#### DOEL A
Op welke zijde van het installatiesysteem moet het apparaat volgens de montage-instructie worden aangesloten?

Montage
Ga als volgt te werk:
•
Sluit het apparaat aan op de retourzijde van het installatiesysteem.
–
Hierdoor is gewaarborgd dat het apparaat in het toelaatbare druk- en temperatuurbereik
werkt.
•
Sluit het apparaat aan op een installatiesysteem met retourbijmenging of een evenwichtsfles
vóór het mengpunt.
–
Zo is de ontgassing van het water gewaarborgd in de hoofdvolumestroom "V" bij
temperaturen ≤ 60 °C.
OPGELET – schade door onjuiste aansluiting! Let op extra lasten die inwerken op het apparaat en die
ontstaan door de aansluitingen van buisleidingen of slangverbindingen naar het installatiesysteem.
Zorg dat de aansluitingen tussen apparaat en installatiesysteem gemonteerd zijn zonder spanningen.
Zo nodig de buisleidingen ondersteunen.

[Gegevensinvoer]
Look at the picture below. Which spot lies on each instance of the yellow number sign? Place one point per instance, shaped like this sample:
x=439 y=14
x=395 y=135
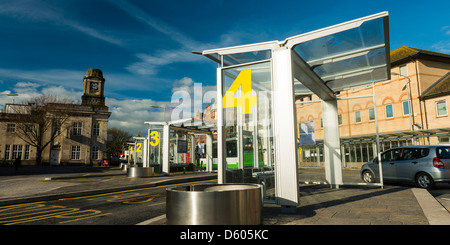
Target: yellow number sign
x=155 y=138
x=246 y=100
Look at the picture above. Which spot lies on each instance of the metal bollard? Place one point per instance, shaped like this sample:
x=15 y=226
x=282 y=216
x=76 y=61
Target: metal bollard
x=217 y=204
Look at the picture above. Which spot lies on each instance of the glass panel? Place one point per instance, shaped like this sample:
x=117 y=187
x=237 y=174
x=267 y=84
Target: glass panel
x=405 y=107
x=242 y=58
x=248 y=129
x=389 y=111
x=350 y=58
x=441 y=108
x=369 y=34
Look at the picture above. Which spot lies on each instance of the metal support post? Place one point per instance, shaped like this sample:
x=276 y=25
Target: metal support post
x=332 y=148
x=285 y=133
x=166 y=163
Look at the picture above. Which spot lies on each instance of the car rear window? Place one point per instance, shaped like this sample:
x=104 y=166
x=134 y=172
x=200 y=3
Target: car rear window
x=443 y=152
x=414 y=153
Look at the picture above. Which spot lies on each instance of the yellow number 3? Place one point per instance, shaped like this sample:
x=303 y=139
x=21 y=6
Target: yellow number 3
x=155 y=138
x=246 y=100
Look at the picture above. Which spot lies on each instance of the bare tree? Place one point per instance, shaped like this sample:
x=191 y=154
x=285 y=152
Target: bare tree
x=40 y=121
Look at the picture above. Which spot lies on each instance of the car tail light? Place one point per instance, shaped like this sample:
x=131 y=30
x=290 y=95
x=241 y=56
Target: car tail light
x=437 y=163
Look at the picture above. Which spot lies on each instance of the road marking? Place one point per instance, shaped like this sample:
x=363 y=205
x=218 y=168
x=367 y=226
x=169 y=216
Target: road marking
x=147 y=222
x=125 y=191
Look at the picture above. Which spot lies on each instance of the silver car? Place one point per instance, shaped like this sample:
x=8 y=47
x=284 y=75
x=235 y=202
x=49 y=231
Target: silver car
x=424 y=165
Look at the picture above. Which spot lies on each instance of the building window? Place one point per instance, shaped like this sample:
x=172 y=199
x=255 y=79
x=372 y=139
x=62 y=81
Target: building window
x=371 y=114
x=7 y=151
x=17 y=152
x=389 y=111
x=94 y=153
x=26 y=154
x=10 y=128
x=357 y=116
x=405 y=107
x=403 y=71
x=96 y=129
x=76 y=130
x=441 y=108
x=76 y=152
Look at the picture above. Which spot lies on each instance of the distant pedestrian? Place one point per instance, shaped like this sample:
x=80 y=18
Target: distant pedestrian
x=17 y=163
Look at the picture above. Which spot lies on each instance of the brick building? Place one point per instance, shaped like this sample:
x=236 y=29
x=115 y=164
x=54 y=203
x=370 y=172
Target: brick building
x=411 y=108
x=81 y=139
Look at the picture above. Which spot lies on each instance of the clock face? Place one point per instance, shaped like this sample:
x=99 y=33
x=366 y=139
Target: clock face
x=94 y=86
==
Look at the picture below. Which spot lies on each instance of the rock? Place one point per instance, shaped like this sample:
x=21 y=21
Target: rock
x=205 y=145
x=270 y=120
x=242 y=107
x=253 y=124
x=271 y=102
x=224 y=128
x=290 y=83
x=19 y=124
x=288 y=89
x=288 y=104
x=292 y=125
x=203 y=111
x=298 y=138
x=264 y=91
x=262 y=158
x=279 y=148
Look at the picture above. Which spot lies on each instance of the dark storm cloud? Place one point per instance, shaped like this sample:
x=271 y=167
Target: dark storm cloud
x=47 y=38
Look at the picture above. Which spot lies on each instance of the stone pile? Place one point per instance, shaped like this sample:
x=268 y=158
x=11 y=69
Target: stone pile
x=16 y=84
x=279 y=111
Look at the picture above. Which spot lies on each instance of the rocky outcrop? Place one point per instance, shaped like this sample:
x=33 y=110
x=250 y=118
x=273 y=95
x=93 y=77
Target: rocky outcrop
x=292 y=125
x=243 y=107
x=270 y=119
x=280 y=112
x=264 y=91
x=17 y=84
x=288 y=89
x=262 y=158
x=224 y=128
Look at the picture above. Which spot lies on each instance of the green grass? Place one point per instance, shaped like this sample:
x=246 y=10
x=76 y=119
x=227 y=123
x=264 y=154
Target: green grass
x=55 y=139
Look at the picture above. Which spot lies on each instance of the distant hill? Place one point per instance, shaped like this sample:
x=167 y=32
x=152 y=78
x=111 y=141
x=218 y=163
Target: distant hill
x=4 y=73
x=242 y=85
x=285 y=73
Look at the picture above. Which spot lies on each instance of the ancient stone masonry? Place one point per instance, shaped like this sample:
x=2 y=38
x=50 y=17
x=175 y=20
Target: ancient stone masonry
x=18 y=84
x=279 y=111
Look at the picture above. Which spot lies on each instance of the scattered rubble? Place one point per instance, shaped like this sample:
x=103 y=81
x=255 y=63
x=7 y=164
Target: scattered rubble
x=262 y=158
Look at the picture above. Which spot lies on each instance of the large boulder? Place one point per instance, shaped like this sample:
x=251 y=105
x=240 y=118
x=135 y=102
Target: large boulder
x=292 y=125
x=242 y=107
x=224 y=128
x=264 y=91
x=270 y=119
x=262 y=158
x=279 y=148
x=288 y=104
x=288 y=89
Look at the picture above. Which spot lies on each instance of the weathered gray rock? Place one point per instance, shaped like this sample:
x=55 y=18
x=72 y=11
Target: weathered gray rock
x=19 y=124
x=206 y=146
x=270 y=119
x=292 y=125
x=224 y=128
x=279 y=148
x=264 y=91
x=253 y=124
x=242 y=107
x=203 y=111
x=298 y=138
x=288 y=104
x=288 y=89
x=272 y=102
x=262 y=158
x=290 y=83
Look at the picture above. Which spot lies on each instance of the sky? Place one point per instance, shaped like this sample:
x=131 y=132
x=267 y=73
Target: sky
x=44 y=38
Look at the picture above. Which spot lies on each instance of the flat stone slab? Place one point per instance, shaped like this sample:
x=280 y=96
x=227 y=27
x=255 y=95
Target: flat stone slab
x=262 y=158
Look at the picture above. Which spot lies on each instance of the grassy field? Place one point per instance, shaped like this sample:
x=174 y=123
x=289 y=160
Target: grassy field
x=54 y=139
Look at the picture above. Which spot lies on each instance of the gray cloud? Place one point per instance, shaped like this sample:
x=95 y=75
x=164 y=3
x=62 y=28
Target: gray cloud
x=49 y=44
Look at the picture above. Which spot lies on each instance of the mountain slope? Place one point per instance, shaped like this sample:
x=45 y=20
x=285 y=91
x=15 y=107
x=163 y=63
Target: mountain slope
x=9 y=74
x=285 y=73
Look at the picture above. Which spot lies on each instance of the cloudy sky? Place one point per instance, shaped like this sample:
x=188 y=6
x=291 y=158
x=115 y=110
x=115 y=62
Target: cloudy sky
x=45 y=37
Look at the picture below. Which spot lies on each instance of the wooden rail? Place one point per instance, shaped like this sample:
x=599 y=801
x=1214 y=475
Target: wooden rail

#### DOEL B
Vervang alstublieft "car rear window" door "back window" in de lijst, vanaf de regel met "the metal support" tot en met de regel met "x=414 y=153", en geef alleen die regels terug met al het andere ongewijzigd.

#### JUIST ANTWOORD A
Op de retourzijde van het installatiesysteem.

#### JUIST ANTWOORD B
Look at the picture above. Which spot lies on each instance of the metal support post? Place one point per instance, shaped like this sample:
x=276 y=25
Target: metal support post
x=332 y=148
x=285 y=133
x=166 y=163
Look at the picture above. Which spot lies on each instance of the back window? Place one point per instance, shaped like this sample:
x=104 y=166
x=134 y=172
x=200 y=3
Target: back window
x=443 y=152
x=414 y=153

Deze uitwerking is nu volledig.